■ **Work to be completed**
Quote all entries exactly, leaving pictures aside.

■ **Record set**
+ + + +

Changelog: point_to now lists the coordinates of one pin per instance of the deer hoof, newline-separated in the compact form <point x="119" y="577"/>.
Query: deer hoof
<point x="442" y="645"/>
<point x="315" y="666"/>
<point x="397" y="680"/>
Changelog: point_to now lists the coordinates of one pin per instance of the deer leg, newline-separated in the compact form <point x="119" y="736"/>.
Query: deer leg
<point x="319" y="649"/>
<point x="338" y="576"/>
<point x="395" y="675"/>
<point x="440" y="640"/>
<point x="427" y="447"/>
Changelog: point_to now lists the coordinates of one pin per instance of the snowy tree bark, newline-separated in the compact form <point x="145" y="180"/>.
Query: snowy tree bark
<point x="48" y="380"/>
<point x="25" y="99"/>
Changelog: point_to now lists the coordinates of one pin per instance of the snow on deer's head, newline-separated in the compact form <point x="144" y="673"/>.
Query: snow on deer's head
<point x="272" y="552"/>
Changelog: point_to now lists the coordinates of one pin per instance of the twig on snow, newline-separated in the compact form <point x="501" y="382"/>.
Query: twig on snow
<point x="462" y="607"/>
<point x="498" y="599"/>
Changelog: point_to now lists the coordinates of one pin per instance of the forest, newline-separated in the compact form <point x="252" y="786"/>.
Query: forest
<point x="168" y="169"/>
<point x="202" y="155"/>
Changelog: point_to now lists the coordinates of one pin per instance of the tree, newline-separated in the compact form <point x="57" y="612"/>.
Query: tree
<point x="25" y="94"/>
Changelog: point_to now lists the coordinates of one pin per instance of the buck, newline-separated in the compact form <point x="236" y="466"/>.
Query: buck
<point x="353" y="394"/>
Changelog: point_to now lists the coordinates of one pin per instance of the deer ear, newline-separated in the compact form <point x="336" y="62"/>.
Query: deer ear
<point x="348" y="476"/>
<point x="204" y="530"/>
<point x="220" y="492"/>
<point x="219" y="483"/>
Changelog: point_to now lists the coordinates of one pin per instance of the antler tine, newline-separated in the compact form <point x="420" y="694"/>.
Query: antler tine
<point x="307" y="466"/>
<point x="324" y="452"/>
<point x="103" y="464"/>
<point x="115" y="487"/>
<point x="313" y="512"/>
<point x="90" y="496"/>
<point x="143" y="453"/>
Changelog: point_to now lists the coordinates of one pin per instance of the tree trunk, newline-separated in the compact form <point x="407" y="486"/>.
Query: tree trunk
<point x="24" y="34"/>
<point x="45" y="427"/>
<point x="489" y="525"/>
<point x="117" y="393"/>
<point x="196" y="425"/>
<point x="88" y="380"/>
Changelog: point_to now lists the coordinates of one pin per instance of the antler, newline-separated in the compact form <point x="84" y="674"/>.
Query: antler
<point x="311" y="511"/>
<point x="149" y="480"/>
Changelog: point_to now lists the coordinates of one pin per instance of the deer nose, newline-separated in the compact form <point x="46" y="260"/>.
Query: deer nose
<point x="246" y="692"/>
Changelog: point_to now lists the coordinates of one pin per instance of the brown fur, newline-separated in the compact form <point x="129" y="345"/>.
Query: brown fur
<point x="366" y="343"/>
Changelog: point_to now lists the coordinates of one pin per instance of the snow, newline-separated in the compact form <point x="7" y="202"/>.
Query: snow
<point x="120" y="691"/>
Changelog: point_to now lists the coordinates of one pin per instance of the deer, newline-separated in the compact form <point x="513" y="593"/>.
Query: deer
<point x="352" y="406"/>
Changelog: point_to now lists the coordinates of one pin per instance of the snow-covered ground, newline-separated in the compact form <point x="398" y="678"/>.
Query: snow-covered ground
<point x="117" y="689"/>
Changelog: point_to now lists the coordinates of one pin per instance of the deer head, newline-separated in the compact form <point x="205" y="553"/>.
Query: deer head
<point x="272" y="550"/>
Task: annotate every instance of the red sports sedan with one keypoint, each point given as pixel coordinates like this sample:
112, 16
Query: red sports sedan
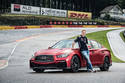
61, 56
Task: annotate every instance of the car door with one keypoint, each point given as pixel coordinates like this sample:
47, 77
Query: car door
94, 53
82, 59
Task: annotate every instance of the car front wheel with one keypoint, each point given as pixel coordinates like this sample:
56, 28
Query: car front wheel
75, 64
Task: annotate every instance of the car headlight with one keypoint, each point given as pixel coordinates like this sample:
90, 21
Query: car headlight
62, 56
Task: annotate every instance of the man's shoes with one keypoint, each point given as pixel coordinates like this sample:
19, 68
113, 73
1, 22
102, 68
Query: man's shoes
92, 71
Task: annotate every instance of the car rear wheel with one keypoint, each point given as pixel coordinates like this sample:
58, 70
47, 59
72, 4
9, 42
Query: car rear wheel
38, 70
105, 66
75, 64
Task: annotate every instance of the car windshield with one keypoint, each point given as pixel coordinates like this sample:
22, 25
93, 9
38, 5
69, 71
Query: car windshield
65, 44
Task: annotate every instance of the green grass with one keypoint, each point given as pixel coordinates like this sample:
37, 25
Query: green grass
121, 34
102, 39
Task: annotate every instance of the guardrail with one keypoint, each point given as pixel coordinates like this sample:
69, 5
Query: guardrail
60, 26
124, 33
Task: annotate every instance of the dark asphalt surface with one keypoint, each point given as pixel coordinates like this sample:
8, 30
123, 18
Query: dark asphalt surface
18, 69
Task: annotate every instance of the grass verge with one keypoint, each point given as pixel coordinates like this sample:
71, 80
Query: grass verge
102, 39
121, 34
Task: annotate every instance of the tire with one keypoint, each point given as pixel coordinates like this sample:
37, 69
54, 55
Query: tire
105, 66
75, 64
66, 70
39, 70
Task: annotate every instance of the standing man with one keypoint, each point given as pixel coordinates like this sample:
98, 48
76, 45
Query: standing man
83, 41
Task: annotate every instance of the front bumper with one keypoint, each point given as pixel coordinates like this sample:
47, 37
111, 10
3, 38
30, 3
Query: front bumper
54, 65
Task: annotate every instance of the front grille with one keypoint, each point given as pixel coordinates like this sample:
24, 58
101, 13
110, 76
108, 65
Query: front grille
44, 58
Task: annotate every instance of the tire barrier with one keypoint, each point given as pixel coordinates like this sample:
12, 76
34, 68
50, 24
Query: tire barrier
59, 26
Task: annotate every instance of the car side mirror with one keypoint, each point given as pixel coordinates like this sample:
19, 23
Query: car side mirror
49, 47
102, 46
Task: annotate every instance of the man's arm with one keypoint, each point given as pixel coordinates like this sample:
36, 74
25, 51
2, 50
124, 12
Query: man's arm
73, 44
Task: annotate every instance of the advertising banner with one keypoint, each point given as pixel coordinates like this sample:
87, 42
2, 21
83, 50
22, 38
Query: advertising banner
82, 15
24, 9
53, 12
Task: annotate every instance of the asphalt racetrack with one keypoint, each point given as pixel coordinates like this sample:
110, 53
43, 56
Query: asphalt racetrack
18, 46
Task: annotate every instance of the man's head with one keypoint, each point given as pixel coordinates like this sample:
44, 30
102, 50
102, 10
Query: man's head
83, 32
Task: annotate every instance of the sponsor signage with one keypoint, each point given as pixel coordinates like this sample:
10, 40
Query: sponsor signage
82, 15
72, 23
24, 9
53, 12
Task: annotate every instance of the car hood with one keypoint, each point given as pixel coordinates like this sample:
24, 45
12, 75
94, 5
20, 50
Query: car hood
53, 51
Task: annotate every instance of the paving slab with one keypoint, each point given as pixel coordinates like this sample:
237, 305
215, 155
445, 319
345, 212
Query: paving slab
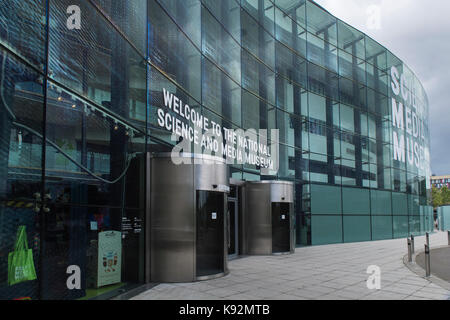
331, 272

+ + + +

■ **Written solution**
Changelog: point_to now lists the coordinates of one pin per instance of the deer hoof, newline-separated in the compact form <point x="119" y="577"/>.
Query: deer hoof
<point x="442" y="645"/>
<point x="315" y="666"/>
<point x="397" y="680"/>
Changelog: point_to now lists the coordinates of one pin per instance of the deer leg, newline-separated in the compact form <point x="119" y="736"/>.
Query: deer leg
<point x="319" y="649"/>
<point x="338" y="576"/>
<point x="395" y="675"/>
<point x="440" y="640"/>
<point x="427" y="447"/>
Changelog: point_to now lists the coordinates of one pin per instance of the snowy tree bark, newline-separated in the compact form <point x="145" y="180"/>.
Query: snowy tree bark
<point x="48" y="380"/>
<point x="25" y="99"/>
Changelog: point_to now lists the coordinates of one pin per instance of the snow on deer's head, newline-separated in the compact form <point x="144" y="673"/>.
Query: snow on deer's head
<point x="272" y="552"/>
Changelog: point_to now lists the coordinates of one pin per instance of the twig on snow, newline-separated in the compact form <point x="501" y="382"/>.
Query: twig on snow
<point x="462" y="607"/>
<point x="498" y="599"/>
Changelog: point_to now lists the coordinates of one pin per instance of the forest, newline-separated in the compact form <point x="252" y="786"/>.
Query: forest
<point x="168" y="169"/>
<point x="202" y="155"/>
Changelog: point_to now lists the coordinates of one pin per instance of the tree, newline-separated in the compact form <point x="57" y="612"/>.
Query: tree
<point x="25" y="94"/>
Changelog: point_to now lists the coordinates of one pin per instance of the buck, newline-separated in the compact form <point x="236" y="466"/>.
Query: buck
<point x="353" y="394"/>
Changelog: point_to now lists the coordinates of one pin per instance of the deer ear, newline-separated in the compact form <point x="336" y="62"/>.
Query: deer ear
<point x="348" y="476"/>
<point x="204" y="530"/>
<point x="220" y="492"/>
<point x="219" y="483"/>
Changelog: point_to now lists the coordinates of one pin per instance of the antler tine, newline-separated in the compact form <point x="420" y="694"/>.
Query: antler tine
<point x="307" y="466"/>
<point x="324" y="452"/>
<point x="103" y="464"/>
<point x="115" y="487"/>
<point x="313" y="512"/>
<point x="90" y="496"/>
<point x="143" y="453"/>
Changelog: point_to now lists the coordinates of one pin per instance of the tree trunk, newline-separated in the compact form <point x="407" y="486"/>.
Query: tree trunk
<point x="24" y="34"/>
<point x="45" y="427"/>
<point x="489" y="525"/>
<point x="117" y="393"/>
<point x="196" y="425"/>
<point x="88" y="380"/>
Changelog: point_to now lists the coordinates of one pin per instance of the antler, newline-separated in the compact form <point x="84" y="674"/>.
Query: antler
<point x="311" y="511"/>
<point x="149" y="480"/>
Changelog: point_to now lists the coordinates of one pin per instance of the deer nose, newline-separated in the compact form <point x="46" y="260"/>.
Query: deer nose
<point x="246" y="692"/>
Changelog: point_to now lists the coordinates of one pin per instance of the brown fur, newline-separated in the compact form <point x="129" y="345"/>.
Query: brown fur
<point x="366" y="343"/>
Changelog: point_to now lists the coordinates of one pin per instance of the snow, newline-separated in the compact form <point x="7" y="202"/>.
Query: snow
<point x="120" y="691"/>
Changelog: point_to now lists the coordinates of one pin per instance of the deer, newline-separated in the compact form <point x="513" y="593"/>.
Query: deer
<point x="352" y="406"/>
Changelog: point_to now lists the coordinates of one pin per instance of the snow-covered ground, newline-separated in the compact form <point x="398" y="678"/>.
Query: snow-covered ground
<point x="117" y="689"/>
Changelog: point_to now lists the coordinates of one pin per instance of the deer head, newline-separated in the compact form <point x="205" y="553"/>.
Query: deer head
<point x="272" y="550"/>
Task: annotate every instance of the red sports sedan with one keypoint, each point given as pixel coordinates like this sample:
112, 16
Query: red sports sedan
61, 56
Task: annotate every instance of the car door with one keypoint, each point given as pixel coordinates like this sample:
47, 77
Query: car door
94, 53
82, 59
Task: annotate every instance of the car front wheel with one keypoint, each point given as pixel coordinates like this sample:
56, 28
Query: car front wheel
75, 64
Task: annotate every instance of the car headlight with one keypoint, each point given as pixel coordinates like this sample:
90, 21
Query: car headlight
62, 56
Task: annotate every instance of the man's shoes with one keypoint, each point given as pixel coordinates like this sample:
19, 68
113, 73
1, 22
102, 68
Query: man's shoes
92, 71
Task: annotate every instance of the car rear wheel with one keypoint, each point given as pixel coordinates like this sample:
58, 70
47, 59
72, 4
9, 42
Query: car rear wheel
38, 70
105, 66
75, 64
Task: annotate every instance of the car windshield with one keypoint, each point given as pixel coordinates like this sample:
22, 25
93, 9
38, 5
69, 71
Query: car windshield
65, 44
Task: annotate every instance of the green grass with one keypoint, each point given as pixel coordinates like this sample:
37, 25
Query: green grass
121, 34
102, 39
Task: annotate every instance of the guardrail with one keypoint, each point given as pixel coordinates like this sample:
69, 5
Query: guardrail
60, 26
124, 33
Task: annotate every instance of the dark asphalt surface with one keypoint, each point given as pixel coordinates like this sample:
8, 30
123, 18
Query: dark asphalt surface
18, 69
Task: annotate every instance of the grass verge with one keypoint, each point given as pixel coordinates like this sample:
71, 80
Query: grass verge
102, 39
121, 34
Task: annotate every instance of the tire with one keypoint, each point given as pixel coordinates like this sample:
37, 69
54, 55
Query: tire
105, 66
75, 64
66, 70
39, 70
Task: annotate every instance of the standing man with one keypoint, each point given as pixel coordinates like this sample:
98, 48
76, 45
Query: standing man
83, 41
Task: annotate every instance of the front bumper with one keypoint, each point given as pixel coordinates like this sample:
47, 37
111, 10
3, 38
30, 3
Query: front bumper
54, 65
Task: annotate every instance of the front grille with one keypoint, each point given as pixel coordinates like this sample:
24, 58
101, 13
110, 76
108, 65
Query: front grille
44, 58
Task: annotate every instance of the tire barrier with one keypoint, each point given as pixel coordinates like this sample:
12, 76
34, 68
50, 24
Query: tire barrier
59, 26
Task: annotate every instance of the car side mirror with one keypoint, each point given as pixel coordinates like this sample:
19, 23
Query: car side mirror
49, 47
102, 46
Task: annotate every instance of the man's arm with one keypoint, each point given as pixel coordinates like this sample:
36, 74
25, 51
2, 50
124, 12
Query: man's arm
73, 44
Task: annotate every instance of the advertising banner with one keypoint, each point given as pixel coordinates like this sample:
87, 42
2, 21
83, 50
22, 38
Query: advertising banner
82, 15
24, 9
53, 12
Task: annotate every instance of the asphalt racetrack with one keypoint, each point given as pixel coordinates like this sample:
110, 53
43, 56
Query: asphalt racetrack
18, 46
Task: annotate every instance of the man's head with one keypoint, each point given as pixel coordinates like this sample:
44, 30
102, 50
102, 10
Query: man's head
83, 32
Task: annotate every instance of the sponsor signage with one keypoint, each point given as pixel coordinates like this sample:
10, 40
Query: sponsor signage
82, 15
72, 23
24, 9
53, 12
Task: annotate every instance of the car hood with one keypoint, each point given as pixel coordinates like this sample:
24, 45
12, 75
94, 5
20, 50
Query: car hood
53, 51
Task: annotate every instance of the paving slab with one keypoint, each point given as pixel coordinates like this sample:
237, 305
215, 155
445, 319
345, 212
Query: paving slab
331, 272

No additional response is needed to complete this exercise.